• Materials provided
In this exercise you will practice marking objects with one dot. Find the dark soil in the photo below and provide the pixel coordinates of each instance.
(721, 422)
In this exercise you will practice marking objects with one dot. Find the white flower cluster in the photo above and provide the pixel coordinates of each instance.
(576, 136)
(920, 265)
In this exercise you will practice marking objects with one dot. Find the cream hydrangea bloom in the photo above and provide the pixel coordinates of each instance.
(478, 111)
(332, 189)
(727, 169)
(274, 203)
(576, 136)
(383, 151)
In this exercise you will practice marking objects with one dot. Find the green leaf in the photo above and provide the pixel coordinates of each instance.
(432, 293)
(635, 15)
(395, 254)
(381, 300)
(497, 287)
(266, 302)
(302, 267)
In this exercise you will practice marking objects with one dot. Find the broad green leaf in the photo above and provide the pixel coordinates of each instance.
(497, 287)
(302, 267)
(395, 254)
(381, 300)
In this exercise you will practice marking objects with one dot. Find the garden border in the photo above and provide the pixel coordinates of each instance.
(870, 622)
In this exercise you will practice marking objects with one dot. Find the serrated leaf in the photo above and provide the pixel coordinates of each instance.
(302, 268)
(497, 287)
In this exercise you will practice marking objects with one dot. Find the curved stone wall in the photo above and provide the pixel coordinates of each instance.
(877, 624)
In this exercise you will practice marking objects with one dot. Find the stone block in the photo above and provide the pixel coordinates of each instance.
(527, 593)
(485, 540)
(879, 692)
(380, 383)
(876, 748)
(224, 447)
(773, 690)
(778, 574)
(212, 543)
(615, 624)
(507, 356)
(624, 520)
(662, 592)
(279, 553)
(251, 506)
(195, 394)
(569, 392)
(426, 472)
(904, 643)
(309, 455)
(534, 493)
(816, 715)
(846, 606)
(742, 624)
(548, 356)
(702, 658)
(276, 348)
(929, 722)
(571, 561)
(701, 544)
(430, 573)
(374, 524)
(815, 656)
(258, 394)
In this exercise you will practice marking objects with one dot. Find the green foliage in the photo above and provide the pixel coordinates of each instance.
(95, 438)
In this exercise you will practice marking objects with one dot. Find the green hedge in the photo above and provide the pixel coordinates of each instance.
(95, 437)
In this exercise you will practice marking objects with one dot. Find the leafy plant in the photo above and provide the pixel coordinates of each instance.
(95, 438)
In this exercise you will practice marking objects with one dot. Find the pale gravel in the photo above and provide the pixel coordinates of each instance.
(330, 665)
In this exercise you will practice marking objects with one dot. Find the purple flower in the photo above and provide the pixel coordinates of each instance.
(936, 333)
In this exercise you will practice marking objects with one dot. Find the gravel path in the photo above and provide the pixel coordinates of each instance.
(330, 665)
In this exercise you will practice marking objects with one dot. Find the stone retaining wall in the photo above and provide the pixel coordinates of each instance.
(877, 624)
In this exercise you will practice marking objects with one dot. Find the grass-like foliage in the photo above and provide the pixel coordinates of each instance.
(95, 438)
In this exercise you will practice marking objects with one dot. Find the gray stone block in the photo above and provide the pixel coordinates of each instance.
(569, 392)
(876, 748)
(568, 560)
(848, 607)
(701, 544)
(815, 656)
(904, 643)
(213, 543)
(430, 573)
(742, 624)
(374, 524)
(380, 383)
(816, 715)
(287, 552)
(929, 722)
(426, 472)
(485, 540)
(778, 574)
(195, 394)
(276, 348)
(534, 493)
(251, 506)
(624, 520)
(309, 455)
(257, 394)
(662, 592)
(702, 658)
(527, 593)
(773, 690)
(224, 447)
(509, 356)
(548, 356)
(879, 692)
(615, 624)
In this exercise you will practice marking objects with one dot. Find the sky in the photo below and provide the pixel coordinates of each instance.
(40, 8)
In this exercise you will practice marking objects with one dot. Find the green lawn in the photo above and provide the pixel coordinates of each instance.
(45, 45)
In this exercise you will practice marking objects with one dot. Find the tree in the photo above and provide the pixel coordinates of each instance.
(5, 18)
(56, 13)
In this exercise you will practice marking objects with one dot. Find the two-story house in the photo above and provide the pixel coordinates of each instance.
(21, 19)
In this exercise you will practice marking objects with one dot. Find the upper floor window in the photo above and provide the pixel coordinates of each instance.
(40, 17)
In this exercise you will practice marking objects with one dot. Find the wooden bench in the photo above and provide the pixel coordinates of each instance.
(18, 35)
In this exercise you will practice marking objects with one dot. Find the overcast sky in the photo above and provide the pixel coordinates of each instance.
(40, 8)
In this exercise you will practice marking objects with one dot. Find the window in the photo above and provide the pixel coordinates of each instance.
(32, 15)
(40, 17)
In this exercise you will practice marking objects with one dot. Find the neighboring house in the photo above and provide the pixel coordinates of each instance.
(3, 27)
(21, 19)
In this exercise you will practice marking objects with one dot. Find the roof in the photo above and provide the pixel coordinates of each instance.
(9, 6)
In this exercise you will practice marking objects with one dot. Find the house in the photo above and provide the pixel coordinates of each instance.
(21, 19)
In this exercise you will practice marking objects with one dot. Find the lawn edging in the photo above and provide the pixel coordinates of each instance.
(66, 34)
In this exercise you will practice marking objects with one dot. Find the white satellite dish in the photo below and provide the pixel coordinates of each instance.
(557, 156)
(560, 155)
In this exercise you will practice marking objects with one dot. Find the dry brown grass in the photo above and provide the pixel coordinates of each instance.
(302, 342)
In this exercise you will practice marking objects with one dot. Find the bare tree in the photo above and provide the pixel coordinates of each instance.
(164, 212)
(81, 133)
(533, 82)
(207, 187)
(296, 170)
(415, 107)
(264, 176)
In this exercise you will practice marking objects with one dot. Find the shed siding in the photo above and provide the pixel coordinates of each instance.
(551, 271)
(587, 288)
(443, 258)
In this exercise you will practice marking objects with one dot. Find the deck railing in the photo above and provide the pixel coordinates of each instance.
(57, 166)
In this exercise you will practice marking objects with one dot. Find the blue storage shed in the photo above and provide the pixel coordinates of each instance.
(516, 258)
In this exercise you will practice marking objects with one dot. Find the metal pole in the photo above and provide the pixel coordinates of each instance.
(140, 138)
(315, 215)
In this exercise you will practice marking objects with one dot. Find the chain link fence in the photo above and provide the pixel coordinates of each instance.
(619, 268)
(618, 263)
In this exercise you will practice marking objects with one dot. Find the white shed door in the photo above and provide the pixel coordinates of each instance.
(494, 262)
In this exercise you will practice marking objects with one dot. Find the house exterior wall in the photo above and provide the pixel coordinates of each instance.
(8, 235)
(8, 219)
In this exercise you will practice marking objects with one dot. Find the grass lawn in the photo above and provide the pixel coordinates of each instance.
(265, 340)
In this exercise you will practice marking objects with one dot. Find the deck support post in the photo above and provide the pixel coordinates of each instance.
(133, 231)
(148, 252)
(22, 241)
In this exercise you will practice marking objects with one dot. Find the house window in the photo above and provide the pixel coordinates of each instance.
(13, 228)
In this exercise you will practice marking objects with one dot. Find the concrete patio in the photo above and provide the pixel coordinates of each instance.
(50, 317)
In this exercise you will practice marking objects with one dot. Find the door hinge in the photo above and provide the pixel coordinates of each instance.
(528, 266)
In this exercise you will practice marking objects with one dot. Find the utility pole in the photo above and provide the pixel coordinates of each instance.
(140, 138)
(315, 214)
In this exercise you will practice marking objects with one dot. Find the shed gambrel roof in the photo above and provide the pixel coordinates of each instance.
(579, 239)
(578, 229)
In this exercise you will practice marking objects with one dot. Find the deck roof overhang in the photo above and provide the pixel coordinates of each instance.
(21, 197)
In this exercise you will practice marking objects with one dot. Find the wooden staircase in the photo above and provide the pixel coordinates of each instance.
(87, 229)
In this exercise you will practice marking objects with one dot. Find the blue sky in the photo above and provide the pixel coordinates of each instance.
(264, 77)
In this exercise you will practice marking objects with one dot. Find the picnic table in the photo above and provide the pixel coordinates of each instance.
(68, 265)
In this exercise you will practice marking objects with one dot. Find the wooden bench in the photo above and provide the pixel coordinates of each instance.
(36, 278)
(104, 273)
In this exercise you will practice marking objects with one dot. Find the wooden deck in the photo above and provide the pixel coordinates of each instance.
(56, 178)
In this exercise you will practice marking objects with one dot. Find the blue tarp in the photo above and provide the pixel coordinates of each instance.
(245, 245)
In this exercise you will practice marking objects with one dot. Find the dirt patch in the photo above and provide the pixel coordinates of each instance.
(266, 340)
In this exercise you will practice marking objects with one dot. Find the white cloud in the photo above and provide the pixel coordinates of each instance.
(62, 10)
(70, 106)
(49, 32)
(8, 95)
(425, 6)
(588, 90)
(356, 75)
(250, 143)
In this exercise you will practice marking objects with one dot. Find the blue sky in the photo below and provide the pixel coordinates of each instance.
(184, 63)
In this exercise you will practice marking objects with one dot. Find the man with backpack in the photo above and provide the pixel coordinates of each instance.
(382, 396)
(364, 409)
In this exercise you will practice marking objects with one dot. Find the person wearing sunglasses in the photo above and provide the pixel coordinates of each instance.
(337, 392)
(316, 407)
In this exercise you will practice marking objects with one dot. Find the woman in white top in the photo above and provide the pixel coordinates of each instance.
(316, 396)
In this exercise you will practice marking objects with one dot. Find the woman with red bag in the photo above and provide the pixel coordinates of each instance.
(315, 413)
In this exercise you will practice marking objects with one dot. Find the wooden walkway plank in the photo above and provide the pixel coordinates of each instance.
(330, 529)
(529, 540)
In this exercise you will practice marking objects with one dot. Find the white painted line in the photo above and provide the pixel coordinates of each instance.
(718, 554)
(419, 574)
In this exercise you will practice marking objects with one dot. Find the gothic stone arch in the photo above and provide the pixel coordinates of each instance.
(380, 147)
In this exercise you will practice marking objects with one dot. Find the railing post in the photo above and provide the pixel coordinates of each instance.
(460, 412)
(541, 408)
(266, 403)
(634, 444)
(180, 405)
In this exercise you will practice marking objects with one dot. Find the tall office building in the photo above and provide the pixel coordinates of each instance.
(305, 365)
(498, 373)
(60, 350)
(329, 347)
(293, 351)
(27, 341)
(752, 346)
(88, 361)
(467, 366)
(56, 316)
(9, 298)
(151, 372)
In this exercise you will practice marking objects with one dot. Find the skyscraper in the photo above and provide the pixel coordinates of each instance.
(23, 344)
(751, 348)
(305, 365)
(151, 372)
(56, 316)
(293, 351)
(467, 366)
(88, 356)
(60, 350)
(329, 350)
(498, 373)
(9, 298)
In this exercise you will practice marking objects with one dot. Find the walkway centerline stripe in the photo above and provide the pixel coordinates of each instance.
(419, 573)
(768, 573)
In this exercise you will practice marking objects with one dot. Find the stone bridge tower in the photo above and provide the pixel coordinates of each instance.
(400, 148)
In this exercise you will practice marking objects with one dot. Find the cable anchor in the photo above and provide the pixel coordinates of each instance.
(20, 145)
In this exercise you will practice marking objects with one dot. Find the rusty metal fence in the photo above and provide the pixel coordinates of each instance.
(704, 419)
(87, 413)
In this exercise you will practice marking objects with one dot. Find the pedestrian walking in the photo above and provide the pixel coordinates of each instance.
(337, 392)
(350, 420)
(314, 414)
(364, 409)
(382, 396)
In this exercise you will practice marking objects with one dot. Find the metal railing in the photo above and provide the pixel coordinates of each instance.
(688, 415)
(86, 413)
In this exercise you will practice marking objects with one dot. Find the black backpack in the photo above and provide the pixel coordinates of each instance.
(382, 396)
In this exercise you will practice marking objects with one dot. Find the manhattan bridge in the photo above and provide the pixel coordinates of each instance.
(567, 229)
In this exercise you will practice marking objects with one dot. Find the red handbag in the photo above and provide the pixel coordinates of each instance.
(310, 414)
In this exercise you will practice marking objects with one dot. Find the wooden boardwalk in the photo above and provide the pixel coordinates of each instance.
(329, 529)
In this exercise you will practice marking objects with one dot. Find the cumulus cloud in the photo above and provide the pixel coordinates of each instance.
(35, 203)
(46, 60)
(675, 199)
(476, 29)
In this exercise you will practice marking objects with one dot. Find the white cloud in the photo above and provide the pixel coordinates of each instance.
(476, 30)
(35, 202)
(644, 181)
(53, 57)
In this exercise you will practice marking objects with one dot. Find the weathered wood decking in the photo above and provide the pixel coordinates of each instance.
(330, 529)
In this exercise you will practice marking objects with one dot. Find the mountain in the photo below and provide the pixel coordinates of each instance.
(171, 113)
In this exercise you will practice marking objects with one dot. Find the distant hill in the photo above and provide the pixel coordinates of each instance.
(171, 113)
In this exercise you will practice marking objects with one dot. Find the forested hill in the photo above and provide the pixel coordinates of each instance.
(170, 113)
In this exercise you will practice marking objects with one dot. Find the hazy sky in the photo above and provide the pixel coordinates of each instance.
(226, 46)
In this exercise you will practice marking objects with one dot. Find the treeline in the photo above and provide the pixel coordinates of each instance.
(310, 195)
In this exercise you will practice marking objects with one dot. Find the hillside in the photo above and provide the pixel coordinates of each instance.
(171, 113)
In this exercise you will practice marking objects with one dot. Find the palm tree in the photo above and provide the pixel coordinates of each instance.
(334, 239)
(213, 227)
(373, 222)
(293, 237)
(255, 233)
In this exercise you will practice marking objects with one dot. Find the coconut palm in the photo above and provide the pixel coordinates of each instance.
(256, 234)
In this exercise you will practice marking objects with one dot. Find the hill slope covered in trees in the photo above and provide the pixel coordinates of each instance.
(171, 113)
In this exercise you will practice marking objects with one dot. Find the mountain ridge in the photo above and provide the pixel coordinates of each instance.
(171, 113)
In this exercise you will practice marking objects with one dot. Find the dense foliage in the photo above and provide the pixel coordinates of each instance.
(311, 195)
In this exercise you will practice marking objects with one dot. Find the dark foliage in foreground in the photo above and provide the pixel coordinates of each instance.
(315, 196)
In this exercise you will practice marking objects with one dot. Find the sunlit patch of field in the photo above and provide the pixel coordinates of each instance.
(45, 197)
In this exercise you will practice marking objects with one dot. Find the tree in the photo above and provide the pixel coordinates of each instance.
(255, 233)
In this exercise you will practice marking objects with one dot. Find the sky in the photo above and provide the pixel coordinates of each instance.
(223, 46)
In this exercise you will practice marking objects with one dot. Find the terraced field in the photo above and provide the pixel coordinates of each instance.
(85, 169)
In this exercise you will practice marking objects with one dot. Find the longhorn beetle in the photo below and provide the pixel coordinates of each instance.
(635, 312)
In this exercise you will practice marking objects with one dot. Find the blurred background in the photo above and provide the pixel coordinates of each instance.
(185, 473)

• Exercise
Return exactly, and only, the line containing "Find the palm" and every line after it through the end of the material.

• Response to the exercise
In this exercise you will practice marking objects with one dot. Find the palm tree in the photo above and provide the pixel coordinates of each instance.
(334, 239)
(213, 227)
(373, 222)
(293, 237)
(255, 233)
In this exercise you will practice marking objects with one dot. Find the coconut palm in the photo above and provide the pixel coordinates of each instance.
(256, 234)
In this exercise you will practice marking objects with one dot. Find the hill slope covered in trees in the photo above and provide the pixel coordinates of each instance.
(171, 113)
In this exercise you will practice marking objects with one dot. Find the mountain ridge in the photo above and provide the pixel coordinates of each instance.
(171, 113)
In this exercise you will practice marking objects with one dot. Find the dense foliage in the photo above and provide the pixel coordinates of each instance.
(311, 195)
In this exercise you will practice marking objects with one dot. Find the dark foliage in foreground in the photo above and provide the pixel coordinates of each instance.
(315, 196)
In this exercise you will practice marking objects with one dot. Find the sunlit patch of field in the photo above and provide the pixel coordinates of each instance.
(45, 197)
In this exercise you will practice marking objects with one dot. Find the tree in the photo above and provide the pixel coordinates of each instance.
(255, 233)
In this exercise you will practice marking objects with one dot. Find the sky in the photo above and provide the pixel coordinates of each instance.
(223, 46)
In this exercise you will practice marking objects with one dot. Find the terraced field in the photo above and provide the pixel coordinates of each instance.
(85, 169)
In this exercise you will practice marking objects with one dot. Find the longhorn beetle in the photo below and provide the pixel coordinates of each instance.
(635, 312)
In this exercise you will practice marking objects with one dot. Find the blurred background in the photo above and provide the pixel coordinates of each instance.
(185, 473)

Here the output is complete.